▶ Pointing dataset excerpts:
------------------------------------

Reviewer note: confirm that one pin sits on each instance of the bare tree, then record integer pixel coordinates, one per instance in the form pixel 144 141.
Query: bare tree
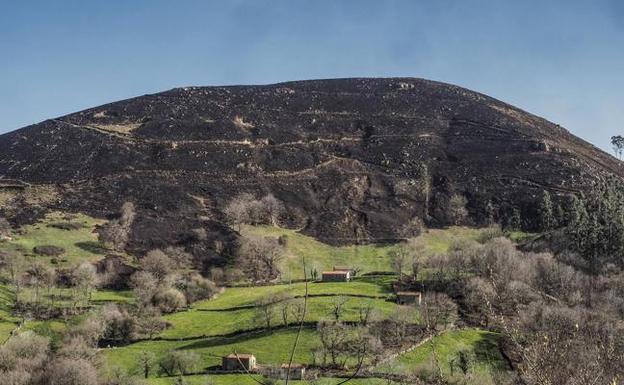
pixel 5 229
pixel 266 308
pixel 64 371
pixel 115 233
pixel 144 285
pixel 146 360
pixel 84 278
pixel 398 260
pixel 333 336
pixel 617 142
pixel 273 208
pixel 259 257
pixel 157 263
pixel 456 210
pixel 438 310
pixel 337 306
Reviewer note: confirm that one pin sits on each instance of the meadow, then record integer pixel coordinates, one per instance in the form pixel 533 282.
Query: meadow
pixel 228 322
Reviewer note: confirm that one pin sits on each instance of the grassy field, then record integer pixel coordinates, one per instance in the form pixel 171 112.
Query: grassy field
pixel 80 244
pixel 481 346
pixel 368 258
pixel 217 327
pixel 269 348
pixel 197 322
pixel 243 296
pixel 242 379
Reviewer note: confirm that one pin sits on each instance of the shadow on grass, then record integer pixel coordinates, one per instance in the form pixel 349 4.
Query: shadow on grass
pixel 488 351
pixel 239 337
pixel 92 247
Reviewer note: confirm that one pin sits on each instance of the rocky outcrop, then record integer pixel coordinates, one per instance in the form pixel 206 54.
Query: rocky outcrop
pixel 348 158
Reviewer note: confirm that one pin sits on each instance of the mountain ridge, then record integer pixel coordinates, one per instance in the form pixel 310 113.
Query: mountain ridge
pixel 346 156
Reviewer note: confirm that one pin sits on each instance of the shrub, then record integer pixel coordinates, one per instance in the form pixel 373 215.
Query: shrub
pixel 169 300
pixel 178 362
pixel 49 250
pixel 66 225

------------------------------------

▶ Problem details:
Reproduce the data word for word, starting at its very first line and ending at the line containing "pixel 228 322", both of those lines included. Leave the pictures out.

▶ Exercise result:
Reviewer note: confirm that one pin sits on each instance of the bare tree, then record integer pixel coordinates, one per instance in the form pixel 144 141.
Query: bare tree
pixel 5 229
pixel 266 308
pixel 64 371
pixel 115 233
pixel 144 285
pixel 146 360
pixel 84 278
pixel 398 260
pixel 333 336
pixel 617 142
pixel 273 208
pixel 259 257
pixel 157 263
pixel 456 210
pixel 438 310
pixel 337 306
Reviewer note: confirm that one pin sits on each instance of the meadow, then record integer pixel coordinates, one per instance in the form pixel 533 282.
Query: meadow
pixel 228 322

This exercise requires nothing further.